— BEGIN Quoted passage —

Exploring The Benefits Of Continuous Compliance
Traditional compliance is usually manual, reactive, and point-in-time, thus leaving organisations at risk. Continuous compliance, on the other hand, is highly automated and proactive. Achieving continuous compliance improves security and builds trust.
Our recent survey of 300 IT, security, and GRC professionals from established organisations shows that compliance remains a business challenge for many organisations, with IT and security professionals spending an average of 4,300 hours annually achieving or maintaining their compliance programs.
Manual Compliance Is A Blocker
Traditional compliance processes and workflows are notorious for copious paperwork, time-consuming manual oversight, and inability to scale to accommodate business growth or meet new regulations. It’s no surprise then that manual compliance is seen as an obstacle, while companies that implemented some level of continuous, automated compliance see compliance as a business driver.
The figures bear this out: 87% of organisations indicated negative outcomes as a result of low compliance maturity, and 76% of companies who follow a point-in-time compliance approach feel the related effort is a burden. The valuable time - over 4,000 hours per week - that teams typically spend maintaining compliance could be allocated elsewhere by streamlining the compliance journey.
Continuous compliance offers a streamlined, proactive approach that reduces the manual burden and flexes to meet new legislation with minimal fuss. It can help you avoid legal penalties, improve operational efficiency, build your reputation, and increase trust with customers, vendors, and partners.

— END Quoted passage —

Written instruction 1:
According to the article on continuous compliance, why is manual compliance regarded as an obstacle?
Written instruction 2:
Carry on the article on continuous compliance from its final sentence.

— BEGIN Given information —

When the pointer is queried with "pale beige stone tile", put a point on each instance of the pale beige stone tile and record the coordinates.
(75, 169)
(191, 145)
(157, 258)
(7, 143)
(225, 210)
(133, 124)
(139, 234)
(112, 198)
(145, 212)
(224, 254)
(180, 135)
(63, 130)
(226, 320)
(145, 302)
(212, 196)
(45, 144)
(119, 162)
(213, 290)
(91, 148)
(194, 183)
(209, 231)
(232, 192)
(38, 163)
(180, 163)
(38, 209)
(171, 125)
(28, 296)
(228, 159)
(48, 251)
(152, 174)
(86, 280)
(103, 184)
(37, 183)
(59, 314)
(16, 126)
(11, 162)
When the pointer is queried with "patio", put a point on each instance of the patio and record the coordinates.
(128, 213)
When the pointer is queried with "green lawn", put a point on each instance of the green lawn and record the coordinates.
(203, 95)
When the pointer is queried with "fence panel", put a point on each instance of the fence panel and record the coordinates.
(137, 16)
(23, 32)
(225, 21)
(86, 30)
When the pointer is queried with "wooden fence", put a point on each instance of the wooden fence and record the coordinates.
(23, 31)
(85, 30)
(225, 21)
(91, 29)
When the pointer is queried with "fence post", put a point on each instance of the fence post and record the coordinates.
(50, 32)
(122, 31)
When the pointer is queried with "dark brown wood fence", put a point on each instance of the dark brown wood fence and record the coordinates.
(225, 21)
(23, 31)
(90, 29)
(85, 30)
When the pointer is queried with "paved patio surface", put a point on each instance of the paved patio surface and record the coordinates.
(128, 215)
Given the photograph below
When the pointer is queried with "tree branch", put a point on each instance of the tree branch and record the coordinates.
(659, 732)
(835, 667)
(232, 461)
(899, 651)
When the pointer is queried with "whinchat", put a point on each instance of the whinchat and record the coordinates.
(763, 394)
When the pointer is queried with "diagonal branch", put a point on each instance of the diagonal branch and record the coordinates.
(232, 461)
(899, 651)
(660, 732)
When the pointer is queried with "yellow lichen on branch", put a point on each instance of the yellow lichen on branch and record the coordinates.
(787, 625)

— END Given information —

Task answer 1:
Manual compliance is regarded as an obstacle because traditional processes and workflows involve copious paperwork and time-consuming manual oversight. They also cannot scale to accommodate business growth or to meet new regulations.

Task answer 2:
Turning Trust Into A Competitive Advantage
Because manual compliance is often reactive, and only offers a snapshot in time, it lacks scalability and the ability to maintain trust with customers and prospects. On the other hand, according to the respondents, the leading outcome of continuous compliance is it helps to build and establish trust: 67% of organisations feel the model enables them to attract new customers more easily. As many companies are still implementing the approach, we expect to see across the board this increase to nearly 100% in the next five years.
Enabling A Cybersecurity-First Culture
Proactive compliance provides a bridge pathway to enhanced cybersecurity. Using automation, companies are eliminating blind spots through continuous control monitoring, which also builds trust and reduces the time it takes to close gaps and respond to issues, vulnerabilities, and policy breaches.
Continuous compliance should not be seen as a replacement for a cybersecurity strategy, but as a complementary strategy that facilitates a culture of security, especially for newer organisations. 41% of respondents claimed that continuous compliance improved cybersecurity capabilities; 38% said it increased efficiency in security reviews; and 37% said it improved the ability to identify and manage risks.
Reaching Continuous Risk & Compliance
60% of surveyed companies have yet to achieve some stage of continuous compliance; however, 91% have a degree of confidence that they will reach continuous compliance in the next five years. Drilling down deeper, 71% are completely or very confident, and an additional 26% are somewhat or a little confident they will achieve continuous compliance in the next five years.
However, obstacles remain: according to respondents, 65% of efforts to adopt continuous compliance are always or often deprioritised, and another 35% feel it is sometimes deprioritised due to other business goals or initiatives.
Among companies who have reached some level of continuous compliance, there are several common factors: 67% have larger teams and they spend more time on compliance.
Our survey reveals that how compliance is perceived directly relates to the current state of compliance maturity an organisation has reached. 75% who have achieved continuous compliance feel their program is a business accelerator, establishes trust, and bridges gaps in cybersecurity capabilities.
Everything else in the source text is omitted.